**Assignment**: Below are the records. Retype exactly the lines between the lines holding "Query: no parking sign" and "x=209, y=57", inclusive.

Natural language region descriptions
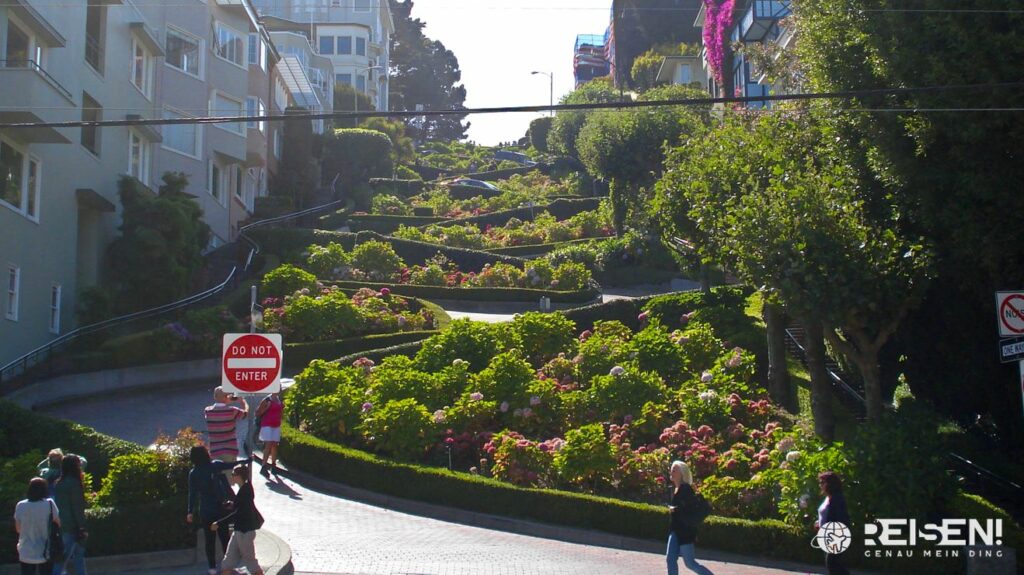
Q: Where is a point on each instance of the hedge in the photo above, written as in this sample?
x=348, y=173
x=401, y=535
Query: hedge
x=477, y=294
x=297, y=356
x=401, y=188
x=417, y=253
x=474, y=493
x=383, y=223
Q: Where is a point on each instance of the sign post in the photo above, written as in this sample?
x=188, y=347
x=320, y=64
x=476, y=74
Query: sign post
x=251, y=365
x=1010, y=310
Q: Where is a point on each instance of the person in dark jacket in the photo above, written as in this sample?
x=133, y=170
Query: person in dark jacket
x=210, y=498
x=242, y=547
x=833, y=510
x=70, y=497
x=685, y=520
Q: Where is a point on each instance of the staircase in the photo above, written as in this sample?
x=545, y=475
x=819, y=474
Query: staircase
x=848, y=389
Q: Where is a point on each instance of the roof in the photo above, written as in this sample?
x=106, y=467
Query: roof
x=294, y=76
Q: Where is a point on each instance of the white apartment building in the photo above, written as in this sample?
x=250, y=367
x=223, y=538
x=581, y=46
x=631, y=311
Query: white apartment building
x=116, y=59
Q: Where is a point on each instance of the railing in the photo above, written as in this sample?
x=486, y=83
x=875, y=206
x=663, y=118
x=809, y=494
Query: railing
x=33, y=64
x=19, y=367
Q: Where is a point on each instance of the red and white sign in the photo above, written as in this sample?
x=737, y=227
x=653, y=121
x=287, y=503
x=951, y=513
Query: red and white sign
x=251, y=363
x=1010, y=307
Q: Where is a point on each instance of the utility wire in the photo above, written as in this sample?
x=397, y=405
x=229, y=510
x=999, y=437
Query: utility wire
x=849, y=94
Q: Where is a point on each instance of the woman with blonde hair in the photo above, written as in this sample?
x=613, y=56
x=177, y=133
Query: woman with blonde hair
x=688, y=511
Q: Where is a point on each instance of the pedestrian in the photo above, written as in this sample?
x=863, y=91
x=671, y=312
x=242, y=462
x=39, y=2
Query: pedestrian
x=833, y=510
x=688, y=511
x=242, y=546
x=210, y=499
x=221, y=422
x=269, y=411
x=33, y=517
x=70, y=498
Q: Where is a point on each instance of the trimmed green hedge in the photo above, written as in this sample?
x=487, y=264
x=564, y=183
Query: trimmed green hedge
x=298, y=356
x=477, y=294
x=438, y=486
x=388, y=224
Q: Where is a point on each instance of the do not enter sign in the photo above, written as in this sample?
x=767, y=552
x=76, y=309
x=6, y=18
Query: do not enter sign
x=1010, y=306
x=251, y=363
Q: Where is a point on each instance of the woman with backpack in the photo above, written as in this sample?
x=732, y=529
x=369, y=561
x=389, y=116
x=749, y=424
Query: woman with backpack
x=269, y=413
x=242, y=547
x=33, y=519
x=210, y=499
x=70, y=497
x=688, y=512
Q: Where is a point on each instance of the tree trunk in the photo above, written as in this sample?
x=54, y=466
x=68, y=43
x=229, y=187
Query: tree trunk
x=779, y=386
x=824, y=422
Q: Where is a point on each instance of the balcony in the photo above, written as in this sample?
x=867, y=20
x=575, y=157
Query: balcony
x=30, y=94
x=759, y=18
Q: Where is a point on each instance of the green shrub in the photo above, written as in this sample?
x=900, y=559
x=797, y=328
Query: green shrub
x=286, y=280
x=401, y=429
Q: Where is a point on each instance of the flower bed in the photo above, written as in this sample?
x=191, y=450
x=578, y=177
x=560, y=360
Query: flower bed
x=544, y=229
x=377, y=262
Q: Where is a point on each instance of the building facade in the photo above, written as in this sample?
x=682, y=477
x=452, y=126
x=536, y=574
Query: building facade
x=353, y=35
x=108, y=59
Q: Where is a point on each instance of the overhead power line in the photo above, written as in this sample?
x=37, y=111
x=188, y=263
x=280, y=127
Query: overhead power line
x=709, y=101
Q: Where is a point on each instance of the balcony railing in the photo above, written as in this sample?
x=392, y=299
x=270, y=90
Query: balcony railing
x=760, y=16
x=32, y=64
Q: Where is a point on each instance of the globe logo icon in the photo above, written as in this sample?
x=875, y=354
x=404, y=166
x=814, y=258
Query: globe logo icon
x=833, y=538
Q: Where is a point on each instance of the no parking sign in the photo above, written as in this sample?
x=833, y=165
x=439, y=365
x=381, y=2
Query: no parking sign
x=251, y=363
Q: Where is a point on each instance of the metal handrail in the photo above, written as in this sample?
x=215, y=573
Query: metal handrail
x=33, y=64
x=34, y=357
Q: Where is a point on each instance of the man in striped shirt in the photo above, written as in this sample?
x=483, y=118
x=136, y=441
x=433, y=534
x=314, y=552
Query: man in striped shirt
x=221, y=421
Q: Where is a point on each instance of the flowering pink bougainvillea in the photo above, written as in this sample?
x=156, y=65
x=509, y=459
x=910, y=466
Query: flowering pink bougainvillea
x=718, y=20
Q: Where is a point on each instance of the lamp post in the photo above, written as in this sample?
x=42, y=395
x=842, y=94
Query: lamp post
x=551, y=78
x=355, y=97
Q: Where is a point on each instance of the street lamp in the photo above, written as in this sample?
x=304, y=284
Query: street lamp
x=551, y=77
x=355, y=97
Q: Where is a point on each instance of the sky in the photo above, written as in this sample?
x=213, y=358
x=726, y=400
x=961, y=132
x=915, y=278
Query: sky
x=499, y=43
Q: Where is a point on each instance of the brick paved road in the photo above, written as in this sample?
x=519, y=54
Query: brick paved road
x=329, y=534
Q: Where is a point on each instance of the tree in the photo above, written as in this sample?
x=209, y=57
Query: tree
x=538, y=134
x=425, y=73
x=951, y=174
x=627, y=147
x=565, y=129
x=356, y=156
x=785, y=205
x=160, y=250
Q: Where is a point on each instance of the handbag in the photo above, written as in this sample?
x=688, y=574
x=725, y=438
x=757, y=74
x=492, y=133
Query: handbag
x=54, y=544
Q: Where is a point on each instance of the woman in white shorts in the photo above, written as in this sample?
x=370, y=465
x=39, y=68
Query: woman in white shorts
x=270, y=411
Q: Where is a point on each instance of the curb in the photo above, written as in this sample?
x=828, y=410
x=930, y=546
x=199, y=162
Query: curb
x=529, y=528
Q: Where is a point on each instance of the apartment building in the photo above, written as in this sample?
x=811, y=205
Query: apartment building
x=353, y=35
x=113, y=59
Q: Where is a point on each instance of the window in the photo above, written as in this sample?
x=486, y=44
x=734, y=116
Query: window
x=223, y=105
x=141, y=69
x=344, y=44
x=180, y=137
x=55, y=308
x=95, y=14
x=327, y=44
x=183, y=52
x=13, y=291
x=91, y=112
x=138, y=157
x=229, y=45
x=254, y=106
x=216, y=184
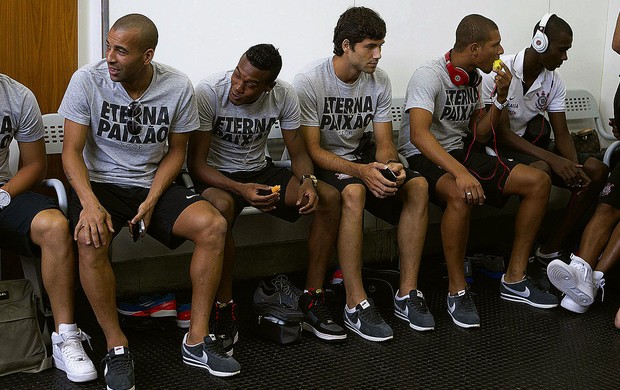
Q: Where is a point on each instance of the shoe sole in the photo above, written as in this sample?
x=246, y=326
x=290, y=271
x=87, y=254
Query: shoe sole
x=565, y=282
x=365, y=336
x=323, y=336
x=514, y=298
x=462, y=324
x=403, y=317
x=75, y=377
x=157, y=313
x=221, y=374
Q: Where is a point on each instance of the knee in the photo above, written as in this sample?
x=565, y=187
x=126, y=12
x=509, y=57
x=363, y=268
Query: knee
x=596, y=170
x=543, y=166
x=329, y=198
x=211, y=226
x=353, y=197
x=225, y=205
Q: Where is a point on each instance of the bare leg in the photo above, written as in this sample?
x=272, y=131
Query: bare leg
x=50, y=231
x=533, y=186
x=411, y=231
x=578, y=204
x=454, y=232
x=204, y=225
x=350, y=234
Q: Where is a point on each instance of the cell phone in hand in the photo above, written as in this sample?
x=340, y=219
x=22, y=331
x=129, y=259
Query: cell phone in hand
x=388, y=174
x=137, y=230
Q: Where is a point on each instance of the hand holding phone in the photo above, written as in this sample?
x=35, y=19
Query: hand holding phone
x=388, y=174
x=137, y=230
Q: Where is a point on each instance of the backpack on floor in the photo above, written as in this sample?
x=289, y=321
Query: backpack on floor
x=22, y=330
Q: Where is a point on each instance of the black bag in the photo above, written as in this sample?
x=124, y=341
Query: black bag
x=538, y=132
x=23, y=333
x=282, y=325
x=381, y=285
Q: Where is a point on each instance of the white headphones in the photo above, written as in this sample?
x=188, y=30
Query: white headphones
x=540, y=42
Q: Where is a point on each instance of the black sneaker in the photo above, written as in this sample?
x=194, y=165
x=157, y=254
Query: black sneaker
x=367, y=322
x=224, y=325
x=462, y=309
x=211, y=356
x=413, y=309
x=317, y=318
x=118, y=369
x=527, y=292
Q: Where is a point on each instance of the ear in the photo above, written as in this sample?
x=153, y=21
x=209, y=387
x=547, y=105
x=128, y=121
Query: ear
x=346, y=45
x=148, y=56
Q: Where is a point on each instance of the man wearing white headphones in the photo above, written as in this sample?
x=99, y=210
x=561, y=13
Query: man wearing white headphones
x=537, y=88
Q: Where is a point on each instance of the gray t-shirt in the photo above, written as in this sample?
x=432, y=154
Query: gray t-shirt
x=20, y=119
x=240, y=132
x=342, y=111
x=111, y=154
x=431, y=89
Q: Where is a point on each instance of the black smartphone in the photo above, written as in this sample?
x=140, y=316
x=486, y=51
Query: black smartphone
x=388, y=174
x=137, y=230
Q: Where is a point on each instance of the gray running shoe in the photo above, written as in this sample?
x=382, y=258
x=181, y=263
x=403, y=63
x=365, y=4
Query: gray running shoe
x=210, y=355
x=527, y=292
x=281, y=293
x=414, y=310
x=462, y=309
x=367, y=322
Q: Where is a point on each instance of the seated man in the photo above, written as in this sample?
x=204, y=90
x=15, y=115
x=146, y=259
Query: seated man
x=598, y=251
x=438, y=135
x=32, y=224
x=127, y=125
x=339, y=97
x=537, y=88
x=229, y=169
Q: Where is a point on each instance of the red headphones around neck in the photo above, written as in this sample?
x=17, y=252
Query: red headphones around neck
x=459, y=76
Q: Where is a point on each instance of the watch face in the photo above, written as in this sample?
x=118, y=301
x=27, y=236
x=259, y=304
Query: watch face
x=5, y=198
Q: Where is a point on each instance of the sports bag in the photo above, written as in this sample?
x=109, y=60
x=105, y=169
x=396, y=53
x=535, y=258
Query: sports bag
x=22, y=330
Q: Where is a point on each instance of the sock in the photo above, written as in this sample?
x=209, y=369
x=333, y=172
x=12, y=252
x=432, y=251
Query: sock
x=62, y=328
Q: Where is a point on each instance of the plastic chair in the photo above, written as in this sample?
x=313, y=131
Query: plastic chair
x=54, y=132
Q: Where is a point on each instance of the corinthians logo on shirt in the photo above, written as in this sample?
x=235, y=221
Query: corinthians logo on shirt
x=460, y=104
x=344, y=114
x=154, y=124
x=240, y=131
x=6, y=132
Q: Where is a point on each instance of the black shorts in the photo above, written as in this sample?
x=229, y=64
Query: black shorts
x=271, y=176
x=488, y=170
x=16, y=219
x=611, y=192
x=388, y=209
x=526, y=159
x=122, y=203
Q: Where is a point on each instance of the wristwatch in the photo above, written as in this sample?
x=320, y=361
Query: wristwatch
x=5, y=199
x=499, y=105
x=311, y=177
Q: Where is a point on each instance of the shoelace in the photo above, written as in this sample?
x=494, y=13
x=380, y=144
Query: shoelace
x=371, y=315
x=281, y=283
x=584, y=272
x=319, y=309
x=418, y=304
x=118, y=364
x=465, y=301
x=216, y=348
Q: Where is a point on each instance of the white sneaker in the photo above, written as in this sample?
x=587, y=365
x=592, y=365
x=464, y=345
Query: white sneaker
x=69, y=355
x=574, y=279
x=570, y=305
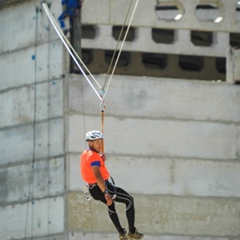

**Task output**:
Query: no parking sign
x=251, y=363
Q: Where is a point on each instance of the metal handrail in the photo above, written as in this sample?
x=215, y=573
Query: metal handrail
x=33, y=64
x=34, y=357
Q: Where is a point on each instance of the man in striped shirt in the photo above, written as in this sample?
x=483, y=118
x=136, y=441
x=433, y=534
x=314, y=552
Query: man in striped shirt
x=221, y=421
Q: Where is a point on each instance of the flowering pink bougainvillea in the photo above, written as in this sample?
x=156, y=65
x=509, y=459
x=910, y=466
Query: flowering pink bougainvillea
x=718, y=20
Q: Where is a point on each instance of the lamp post in the photo above, written as in this sample?
x=42, y=395
x=842, y=94
Query: lamp post
x=551, y=78
x=355, y=97
Q: Where is a point on each instance of the street lamp in the photo above, written as in this sample?
x=304, y=284
Query: street lamp
x=551, y=77
x=355, y=97
Q: Where is a point on each instance of the sky in the photo above, written as in this sample?
x=213, y=358
x=726, y=400
x=961, y=132
x=915, y=278
Query: sky
x=499, y=43
Q: Where is a point on each instance of the brick paved road in the photo above, written as in this sample?
x=519, y=54
Query: brick paved road
x=329, y=534
Q: Where is a point on each instance of the tree in the photo above, written as in this sample?
x=209, y=57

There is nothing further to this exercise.